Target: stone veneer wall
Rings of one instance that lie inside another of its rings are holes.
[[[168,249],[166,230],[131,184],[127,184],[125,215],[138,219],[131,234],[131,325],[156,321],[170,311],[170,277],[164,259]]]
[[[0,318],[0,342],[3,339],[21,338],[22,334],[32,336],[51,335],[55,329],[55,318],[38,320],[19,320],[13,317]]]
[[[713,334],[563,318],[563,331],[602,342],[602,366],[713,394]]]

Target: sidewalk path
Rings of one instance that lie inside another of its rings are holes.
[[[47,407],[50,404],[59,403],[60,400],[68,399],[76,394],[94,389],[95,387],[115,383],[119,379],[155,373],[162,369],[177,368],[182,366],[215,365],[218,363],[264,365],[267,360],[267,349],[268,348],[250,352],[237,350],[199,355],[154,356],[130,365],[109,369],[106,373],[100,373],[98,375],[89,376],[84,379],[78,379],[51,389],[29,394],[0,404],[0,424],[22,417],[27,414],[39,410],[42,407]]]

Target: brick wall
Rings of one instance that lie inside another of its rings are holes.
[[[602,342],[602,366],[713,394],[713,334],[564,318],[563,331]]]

◇ ◇ ◇

Revise the entries above, replacing every "sidewalk path" with "paved walkway" and leaving everything else unchanged.

Target: stone veneer wall
Rings of one instance that lie inside another of its rings are holes.
[[[168,249],[166,230],[131,184],[127,184],[125,215],[138,219],[131,234],[131,325],[156,321],[170,311],[170,277],[164,259]]]
[[[0,318],[0,342],[3,339],[21,338],[22,334],[32,336],[51,335],[55,329],[55,318],[38,320],[19,320],[13,317]]]
[[[713,334],[563,318],[563,331],[602,342],[602,366],[713,394]]]

Target: paved walkway
Rings of one instance that lie inside another of its rings are holes.
[[[47,407],[50,404],[59,403],[60,400],[68,399],[76,394],[94,389],[95,387],[115,383],[119,379],[155,373],[162,369],[177,368],[182,366],[215,365],[218,363],[264,365],[267,360],[267,349],[268,348],[250,352],[237,350],[199,355],[154,356],[130,365],[109,369],[106,373],[100,373],[98,375],[89,376],[84,379],[78,379],[51,389],[29,394],[0,404],[0,424],[22,417],[27,414],[39,410],[42,407]]]

Target: brick wall
Rings of one instance that lie inside another of its rings are holes.
[[[602,342],[602,366],[713,394],[713,334],[564,318],[563,331]]]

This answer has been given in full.